§ **Assignment**
Please reproduce exactly the lines that begin the listing below, up to and including the line where "[locate] stadium background" occurs.

(Data shown begins)

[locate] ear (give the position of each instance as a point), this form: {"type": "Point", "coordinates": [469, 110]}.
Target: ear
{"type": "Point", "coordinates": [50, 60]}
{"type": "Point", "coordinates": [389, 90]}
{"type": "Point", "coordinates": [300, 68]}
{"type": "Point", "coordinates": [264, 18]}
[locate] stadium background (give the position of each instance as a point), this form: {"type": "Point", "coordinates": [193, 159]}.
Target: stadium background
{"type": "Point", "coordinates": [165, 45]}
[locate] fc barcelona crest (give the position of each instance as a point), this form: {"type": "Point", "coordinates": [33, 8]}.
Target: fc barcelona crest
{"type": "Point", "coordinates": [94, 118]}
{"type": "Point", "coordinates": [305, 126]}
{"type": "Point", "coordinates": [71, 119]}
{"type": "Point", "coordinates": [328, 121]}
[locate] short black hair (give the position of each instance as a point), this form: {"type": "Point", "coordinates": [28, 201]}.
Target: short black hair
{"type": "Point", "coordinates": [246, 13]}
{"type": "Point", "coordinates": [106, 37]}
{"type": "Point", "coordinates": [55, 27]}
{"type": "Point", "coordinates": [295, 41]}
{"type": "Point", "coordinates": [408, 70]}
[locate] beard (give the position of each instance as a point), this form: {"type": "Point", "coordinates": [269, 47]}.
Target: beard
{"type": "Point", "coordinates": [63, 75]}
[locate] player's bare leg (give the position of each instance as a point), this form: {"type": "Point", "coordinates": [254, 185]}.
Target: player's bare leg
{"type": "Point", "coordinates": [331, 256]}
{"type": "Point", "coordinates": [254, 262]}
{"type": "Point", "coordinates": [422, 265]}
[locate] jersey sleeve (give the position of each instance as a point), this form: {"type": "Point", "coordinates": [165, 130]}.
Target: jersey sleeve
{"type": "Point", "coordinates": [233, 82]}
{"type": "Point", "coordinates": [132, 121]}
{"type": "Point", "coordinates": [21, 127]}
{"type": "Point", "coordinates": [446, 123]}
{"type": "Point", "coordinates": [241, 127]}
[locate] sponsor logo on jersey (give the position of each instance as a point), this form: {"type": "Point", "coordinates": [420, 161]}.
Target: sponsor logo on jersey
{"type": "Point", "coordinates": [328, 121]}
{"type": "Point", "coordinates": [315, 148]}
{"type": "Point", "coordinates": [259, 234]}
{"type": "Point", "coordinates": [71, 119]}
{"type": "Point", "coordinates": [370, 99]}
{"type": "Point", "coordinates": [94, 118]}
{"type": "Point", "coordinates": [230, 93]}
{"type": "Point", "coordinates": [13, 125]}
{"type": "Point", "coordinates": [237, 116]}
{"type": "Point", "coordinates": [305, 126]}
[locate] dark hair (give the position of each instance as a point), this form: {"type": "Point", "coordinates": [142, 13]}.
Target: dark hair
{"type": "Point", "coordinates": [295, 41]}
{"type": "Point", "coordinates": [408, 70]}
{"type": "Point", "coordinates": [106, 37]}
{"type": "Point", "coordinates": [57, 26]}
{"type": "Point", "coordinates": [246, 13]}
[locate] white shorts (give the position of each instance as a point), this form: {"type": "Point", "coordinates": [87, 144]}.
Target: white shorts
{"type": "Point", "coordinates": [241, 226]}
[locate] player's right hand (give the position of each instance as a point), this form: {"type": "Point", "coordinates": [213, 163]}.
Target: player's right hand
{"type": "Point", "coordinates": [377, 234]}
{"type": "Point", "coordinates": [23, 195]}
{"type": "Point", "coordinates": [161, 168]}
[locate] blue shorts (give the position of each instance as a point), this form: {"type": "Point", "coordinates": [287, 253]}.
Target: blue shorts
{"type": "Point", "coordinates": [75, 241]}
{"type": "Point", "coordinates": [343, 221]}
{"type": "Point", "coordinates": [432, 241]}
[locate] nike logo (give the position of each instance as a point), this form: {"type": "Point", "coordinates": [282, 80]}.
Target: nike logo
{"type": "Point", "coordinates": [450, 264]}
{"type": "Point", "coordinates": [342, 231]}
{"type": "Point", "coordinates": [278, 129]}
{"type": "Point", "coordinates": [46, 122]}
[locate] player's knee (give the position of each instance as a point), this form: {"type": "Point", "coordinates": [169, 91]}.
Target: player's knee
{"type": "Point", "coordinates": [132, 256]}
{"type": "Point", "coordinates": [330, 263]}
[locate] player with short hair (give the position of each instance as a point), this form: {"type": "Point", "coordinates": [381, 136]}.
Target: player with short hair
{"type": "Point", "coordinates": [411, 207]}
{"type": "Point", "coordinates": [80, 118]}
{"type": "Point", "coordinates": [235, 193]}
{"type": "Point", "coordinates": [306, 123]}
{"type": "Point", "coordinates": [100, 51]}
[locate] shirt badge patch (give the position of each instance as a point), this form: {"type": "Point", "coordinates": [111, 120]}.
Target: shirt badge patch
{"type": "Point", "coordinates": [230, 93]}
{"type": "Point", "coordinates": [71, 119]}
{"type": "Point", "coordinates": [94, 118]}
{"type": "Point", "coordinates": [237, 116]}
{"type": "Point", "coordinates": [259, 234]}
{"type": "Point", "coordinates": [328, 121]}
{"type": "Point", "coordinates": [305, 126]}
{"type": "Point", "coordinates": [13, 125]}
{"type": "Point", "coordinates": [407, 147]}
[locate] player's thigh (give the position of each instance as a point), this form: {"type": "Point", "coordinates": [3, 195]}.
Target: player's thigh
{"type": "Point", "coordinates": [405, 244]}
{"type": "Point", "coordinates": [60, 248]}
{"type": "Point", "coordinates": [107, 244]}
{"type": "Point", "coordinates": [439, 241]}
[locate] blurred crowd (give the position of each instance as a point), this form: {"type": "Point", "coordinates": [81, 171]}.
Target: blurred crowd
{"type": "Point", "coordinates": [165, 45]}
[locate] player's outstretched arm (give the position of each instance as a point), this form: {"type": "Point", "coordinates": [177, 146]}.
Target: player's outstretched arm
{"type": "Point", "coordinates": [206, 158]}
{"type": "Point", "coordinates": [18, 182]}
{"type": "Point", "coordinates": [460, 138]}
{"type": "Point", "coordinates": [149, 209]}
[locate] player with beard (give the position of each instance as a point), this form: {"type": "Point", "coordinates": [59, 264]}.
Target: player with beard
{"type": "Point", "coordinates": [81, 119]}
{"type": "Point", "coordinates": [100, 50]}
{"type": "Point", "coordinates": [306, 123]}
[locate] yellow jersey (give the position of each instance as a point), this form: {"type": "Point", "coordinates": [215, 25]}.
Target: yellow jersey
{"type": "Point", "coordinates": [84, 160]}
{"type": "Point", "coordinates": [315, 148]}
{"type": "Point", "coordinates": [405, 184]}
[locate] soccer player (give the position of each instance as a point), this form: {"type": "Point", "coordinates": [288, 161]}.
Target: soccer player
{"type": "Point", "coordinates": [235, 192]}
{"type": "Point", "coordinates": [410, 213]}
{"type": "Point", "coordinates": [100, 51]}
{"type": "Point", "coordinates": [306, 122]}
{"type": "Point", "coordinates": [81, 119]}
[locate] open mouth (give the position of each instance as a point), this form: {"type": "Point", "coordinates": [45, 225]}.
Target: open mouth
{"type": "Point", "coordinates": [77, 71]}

(Data shown ends)

§ **Output below**
[locate] ear (give the position of each instance as a point), this form: {"type": "Point", "coordinates": [469, 110]}.
Target: ear
{"type": "Point", "coordinates": [50, 60]}
{"type": "Point", "coordinates": [389, 90]}
{"type": "Point", "coordinates": [300, 68]}
{"type": "Point", "coordinates": [264, 18]}
[locate] stadium background (give the position of each instance as a point), this form: {"type": "Point", "coordinates": [193, 159]}.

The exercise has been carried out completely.